**Source**
■ ■ ■

Summary Report of Public Consultation on Future of ACP-EU Relations Released

Alicia Nicholls

The African, Caribbean and Pacific (ACP) Group and the European Union (EU) are currently in a period of reflection on the future and form of ACP-EU cooperation post the expiration of the Cotonou Partnership Agreement (CPA) in 2020. The EU launched a public consultation “Towards a New Partnership between the EU and the ACP Countries after 2020” which took place between 6 October to 31 December 2015. Last Monday, the European Commission released its summary report of this public consultation.

A wide variety of stakeholders submitted responses, including the ACP Young Professionals Network whose response may be viewed here. Public authorities/ international organisations was the largest category of shareholder which sent responses, followed by civil society organisations.

As part of the ACP group, CARIFORUM countries have enjoyed a privileged relationship with the EU for the past four decades. The EU is a major trade, investment and development partner for CARIFORUM countries and it is in the region’s best interest to ensure that any new framework for EU-ACP engagement takes into account the region’s interests and concerns.

It is therefore quite unfortunate that there was such poor representation of CARIFORUM stakeholders among those which submitted responses as part of the joint consultation. Of the 103 responses received, only one came from a stakeholder within a CARIFORUM state – Jamaica.  The overwhelming majority of non-EU responses were from entities based in African countries.

Key points from the Summary Report

It was noted in the summary report that the major problem highlighted by respondents was “the difficulty to attribute progress or lack thereof specifically to the CPA framework or to EU policy as a whole”.

■ ■ ■

**Record excerpts**
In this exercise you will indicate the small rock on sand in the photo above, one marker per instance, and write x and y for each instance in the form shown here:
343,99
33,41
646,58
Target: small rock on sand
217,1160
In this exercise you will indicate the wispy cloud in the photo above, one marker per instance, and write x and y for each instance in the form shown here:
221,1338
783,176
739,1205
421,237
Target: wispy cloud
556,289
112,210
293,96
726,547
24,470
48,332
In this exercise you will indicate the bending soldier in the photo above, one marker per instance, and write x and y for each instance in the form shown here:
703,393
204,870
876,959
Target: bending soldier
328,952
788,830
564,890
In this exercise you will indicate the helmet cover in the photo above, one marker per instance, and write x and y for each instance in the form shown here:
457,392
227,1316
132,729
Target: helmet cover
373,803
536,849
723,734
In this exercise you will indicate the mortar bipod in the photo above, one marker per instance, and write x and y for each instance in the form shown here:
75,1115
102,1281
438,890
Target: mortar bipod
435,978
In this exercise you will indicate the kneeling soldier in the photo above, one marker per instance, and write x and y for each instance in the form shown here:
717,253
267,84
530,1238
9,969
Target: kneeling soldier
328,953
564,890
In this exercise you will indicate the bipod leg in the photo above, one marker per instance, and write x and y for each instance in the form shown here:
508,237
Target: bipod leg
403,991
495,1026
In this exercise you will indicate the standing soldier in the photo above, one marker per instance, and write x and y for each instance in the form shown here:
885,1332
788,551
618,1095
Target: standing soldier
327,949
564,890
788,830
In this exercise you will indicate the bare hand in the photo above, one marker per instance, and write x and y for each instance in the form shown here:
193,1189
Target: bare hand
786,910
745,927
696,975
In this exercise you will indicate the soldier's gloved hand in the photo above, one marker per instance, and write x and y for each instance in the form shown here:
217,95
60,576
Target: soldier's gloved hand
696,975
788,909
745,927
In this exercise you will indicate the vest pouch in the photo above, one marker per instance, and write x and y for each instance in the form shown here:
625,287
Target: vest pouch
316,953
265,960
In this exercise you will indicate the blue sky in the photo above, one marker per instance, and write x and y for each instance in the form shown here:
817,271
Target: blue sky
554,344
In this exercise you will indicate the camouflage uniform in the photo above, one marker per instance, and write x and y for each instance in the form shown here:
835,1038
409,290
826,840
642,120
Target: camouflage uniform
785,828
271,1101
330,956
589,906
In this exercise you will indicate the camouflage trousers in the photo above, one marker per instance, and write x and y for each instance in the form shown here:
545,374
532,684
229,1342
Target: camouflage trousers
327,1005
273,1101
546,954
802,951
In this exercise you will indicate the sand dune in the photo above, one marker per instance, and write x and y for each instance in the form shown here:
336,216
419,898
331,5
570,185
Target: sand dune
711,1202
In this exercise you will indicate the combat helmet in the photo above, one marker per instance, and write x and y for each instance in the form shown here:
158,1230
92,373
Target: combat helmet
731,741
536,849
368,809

■ ■ ■

**Directions**
A. Answer these from the article on the ACP-EU consultation:
(i) Between which dates did the public consultation take place?
(ii) How many responses were received in total?
(iii) Which CARIFORUM state was the only CARIFORUM response from?
B. Copy, word for word, the passage of the article on the ACP-EU consultation between "It is therefore" and "in African countries.", inclusive.
The material comes from a source unrelated to the article on the ACP-EU consultation.

**Solved problems**
A.
(i) From 6 October to 31 December 2015.
(ii) 103.
(iii) Jamaica.

B.
It is therefore quite unfortunate that there was such poor representation of CARIFORUM stakeholders among those which submitted responses as part of the joint consultation. Of the 103 responses received, only one came from a stakeholder within a CARIFORUM state – Jamaica.  The overwhelming majority of non-EU responses were from entities based in African countries.